Le secteur forestier, un rôle majeur

Le deuxième intervenant, Simon Martel du CNPF, a insisté sur le fait que la forêt joue un rôle primordial dans la lutte contre le changement climatique. La filière a en effet plusieurs effets sur le cycle du carbone : 15 à 20 % des émissions nationales de carbone sont séquestrées par les forêts chaque année. La production forestière a toujours été pionnière dans la réduction du réchauffement climatique. L’effet de séquestration des forêts de Nouvelle-Aquitaine équivaut à 8,9 MT de CO2 par an, une bonne partie dans la biomasse. Il n’existe pas de marché de carbone forestier. 
Les forêts gérées durablement présentent une meilleure capacité d’adaptation au changement climatique tout en générant des produits bois qui se substituent à d’autres matières ou énergies issues des filières fossiles. Grâce aux expérimentations menées par le CNPF, des entreprises climatiquement responsables, soutiennent d’ores et déjà des projets d’atténuation du changement climatique en forêt. Il s’agit d’actions concrètes de terrain, compatibles avec le futur référentiel Bas Carbone, en passe de devenir le cadre national de compensation carbone. Il s’agit « d’un label de projets et d’une dynamique de projets », précise Simon Martel en rappelant que « l’objectif est d’atteindre la neutralité carbone d’ici 2050. »

Extraits de données:
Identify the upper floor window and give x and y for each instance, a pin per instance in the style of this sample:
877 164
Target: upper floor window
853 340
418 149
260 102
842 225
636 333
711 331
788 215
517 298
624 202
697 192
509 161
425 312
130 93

Consigne de travail: Reproduisez fidèlement le passage de l'extrait sur le secteur forestier qui s'ouvre sur les mots « Le deuxième intervenant, Simon » et se termine par « de carbone forestier. ».

Résultat attendu:
Le deuxième intervenant, Simon Martel du CNPF, a insisté sur le fait que la forêt joue un rôle primordial dans la lutte contre le changement climatique. La filière a en effet plusieurs effets sur le cycle du carbone : 15 à 20 % des émissions nationales de carbone sont séquestrées par les forêts chaque année. La production forestière a toujours été pionnière dans la réduction du réchauffement climatique. L’effet de séquestration des forêts de Nouvelle-Aquitaine équivaut à 8,9 MT de CO2 par an, une bonne partie dans la biomasse. Il n’existe pas de marché de carbone forestier.